Source passage:
Jakob Nielsen at useit.com who has been writing about usability for many years makes the following claim. “In most online communities, 90% of users are lurkers who never contribute, 9% of users contribute a little, and 1% of users account for almost all the action. All large-scale, multi-user communities and online social networks that rely on users to contribute content or build services share one property: most users don't participate very much. Often, they simply lurk in the background. In contrast, a tiny minority of users usually accounts for a disproportionately large amount of the content and other system activity.” (viewed on May 25, 2010) Neilsen’s insights have to be taken seriously.

The question is why are we engaging in this inflated talk about the effects and impact of social media? Part of the answer is the sheer excitement that comes from the mental images of all these people creating, participating, and speaking to each other even if the number is smaller than we think. I see these mental images as projections, ways of looking at the world that more often than not link with our preconceptions rather than against them.

Recorded data:
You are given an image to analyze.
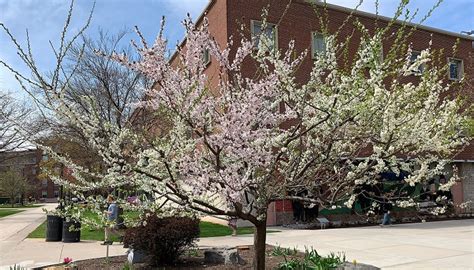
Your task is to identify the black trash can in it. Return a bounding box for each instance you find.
[46,215,63,242]
[63,220,81,243]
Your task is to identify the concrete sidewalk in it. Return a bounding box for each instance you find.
[0,204,57,255]
[0,217,474,270]
[199,220,474,270]
[0,204,125,269]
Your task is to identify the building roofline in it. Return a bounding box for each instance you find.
[168,0,217,62]
[312,2,474,41]
[168,0,474,61]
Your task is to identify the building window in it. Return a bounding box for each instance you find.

The exercise:
According to the passage on online participation, why does inflated talk about the effects and impact of social media persist? Answer in one to three sentences.

Exercise response:
Part of the reason is the excitement that comes from mental images of many people creating, participating, and speaking to each other, even if the number is smaller than we think. The passage calls these images projections, ways of seeing the world that more often link with our preconceptions than go against them.